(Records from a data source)
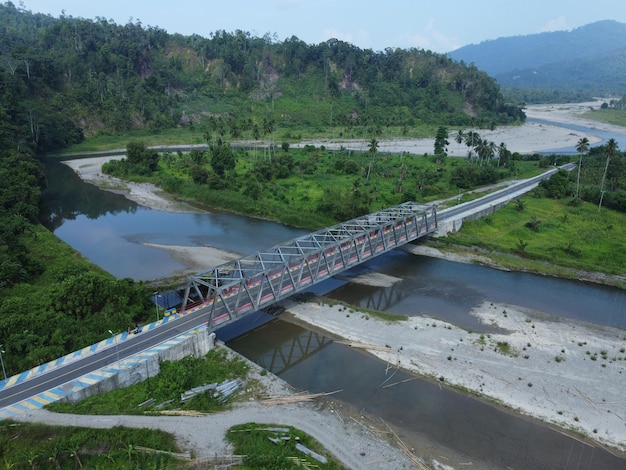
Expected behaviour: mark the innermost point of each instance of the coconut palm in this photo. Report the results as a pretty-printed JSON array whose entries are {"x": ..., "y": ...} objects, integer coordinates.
[
  {"x": 459, "y": 137},
  {"x": 611, "y": 150},
  {"x": 503, "y": 152},
  {"x": 472, "y": 141},
  {"x": 373, "y": 148},
  {"x": 581, "y": 147}
]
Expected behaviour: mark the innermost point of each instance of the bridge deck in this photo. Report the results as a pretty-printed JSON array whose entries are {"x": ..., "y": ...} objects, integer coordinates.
[{"x": 248, "y": 284}]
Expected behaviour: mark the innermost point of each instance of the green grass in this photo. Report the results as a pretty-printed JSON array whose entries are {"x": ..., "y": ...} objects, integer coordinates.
[
  {"x": 30, "y": 446},
  {"x": 173, "y": 379},
  {"x": 579, "y": 238},
  {"x": 610, "y": 116},
  {"x": 253, "y": 441}
]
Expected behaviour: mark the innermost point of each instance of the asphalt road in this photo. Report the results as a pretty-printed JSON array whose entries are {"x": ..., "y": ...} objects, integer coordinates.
[{"x": 102, "y": 358}]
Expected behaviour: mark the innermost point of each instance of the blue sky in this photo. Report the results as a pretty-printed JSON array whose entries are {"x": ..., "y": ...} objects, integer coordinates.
[{"x": 436, "y": 25}]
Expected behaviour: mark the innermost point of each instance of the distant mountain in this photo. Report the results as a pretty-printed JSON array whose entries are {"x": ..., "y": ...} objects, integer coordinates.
[{"x": 590, "y": 59}]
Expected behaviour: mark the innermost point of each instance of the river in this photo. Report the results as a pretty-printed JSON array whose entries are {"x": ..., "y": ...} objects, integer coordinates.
[{"x": 434, "y": 420}]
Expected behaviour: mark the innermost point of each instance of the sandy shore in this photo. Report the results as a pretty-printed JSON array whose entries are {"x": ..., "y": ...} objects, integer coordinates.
[
  {"x": 566, "y": 373},
  {"x": 144, "y": 194}
]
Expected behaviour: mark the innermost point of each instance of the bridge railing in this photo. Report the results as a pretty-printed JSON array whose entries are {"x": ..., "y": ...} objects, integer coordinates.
[{"x": 248, "y": 284}]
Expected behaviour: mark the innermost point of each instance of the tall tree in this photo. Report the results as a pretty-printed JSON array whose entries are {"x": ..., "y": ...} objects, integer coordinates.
[
  {"x": 611, "y": 150},
  {"x": 581, "y": 147},
  {"x": 441, "y": 143},
  {"x": 373, "y": 148}
]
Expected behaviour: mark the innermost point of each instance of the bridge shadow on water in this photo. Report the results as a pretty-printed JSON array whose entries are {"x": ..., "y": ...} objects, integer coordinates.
[{"x": 428, "y": 416}]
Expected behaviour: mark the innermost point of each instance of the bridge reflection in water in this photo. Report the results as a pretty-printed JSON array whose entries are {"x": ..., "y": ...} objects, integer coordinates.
[
  {"x": 279, "y": 349},
  {"x": 232, "y": 290}
]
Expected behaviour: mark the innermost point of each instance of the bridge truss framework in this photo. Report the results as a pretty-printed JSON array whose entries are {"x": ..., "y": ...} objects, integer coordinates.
[{"x": 231, "y": 290}]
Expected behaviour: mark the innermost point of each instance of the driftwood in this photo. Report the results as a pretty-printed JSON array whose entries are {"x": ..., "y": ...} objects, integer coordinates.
[
  {"x": 300, "y": 397},
  {"x": 356, "y": 344}
]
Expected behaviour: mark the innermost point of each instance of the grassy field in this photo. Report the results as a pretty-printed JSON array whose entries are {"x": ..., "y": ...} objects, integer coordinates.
[
  {"x": 610, "y": 116},
  {"x": 165, "y": 388},
  {"x": 546, "y": 233},
  {"x": 36, "y": 446}
]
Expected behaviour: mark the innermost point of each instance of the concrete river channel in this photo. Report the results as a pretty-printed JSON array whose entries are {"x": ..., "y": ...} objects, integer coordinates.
[{"x": 430, "y": 418}]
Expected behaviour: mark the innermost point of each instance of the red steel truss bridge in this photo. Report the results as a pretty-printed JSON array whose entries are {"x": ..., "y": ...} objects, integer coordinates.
[{"x": 234, "y": 289}]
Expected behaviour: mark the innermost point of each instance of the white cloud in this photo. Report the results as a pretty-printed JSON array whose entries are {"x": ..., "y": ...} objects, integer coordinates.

## GOAL
Begin with the line that contains "of the driftwood" and set down each line exactly until the records above end, including the final line.

## TASK ANSWER
Expected behaviour: mark the innermost point of each instance of the driftwood in this photo. Report the results as a pretty-printed JSON array whose entries are {"x": ..., "y": ...} objects, integer coordinates.
[
  {"x": 300, "y": 397},
  {"x": 356, "y": 344}
]
Expected behaviour: mark the innermost point of each instance of the grassy field in this photo. Report the results as a pretty-printed JSON array whose entries are {"x": ..., "y": ...} objects, integer coordinates.
[
  {"x": 610, "y": 116},
  {"x": 165, "y": 388},
  {"x": 546, "y": 233},
  {"x": 36, "y": 446}
]
Expected behaviour: mark the innermost point of each instance of the concrete river channel in this photo. Report the results as a pretty-printed JSON array whose entries are {"x": ..., "y": ...} objects, integer coordinates.
[{"x": 430, "y": 418}]
Expected behaviour: mark the innermost point of each instance of the red steel truss bridge in this photo. Report the results as a pretty-printed JSON array whose entries are {"x": ..., "y": ...} objects, integer coordinates.
[{"x": 234, "y": 289}]
Expected behaviour: mark the innermost point of each instance of the white cloud in this photo. Report the results as a pretty-printed JSON array whose entries are {"x": ..., "y": ...} objects, integer coordinates.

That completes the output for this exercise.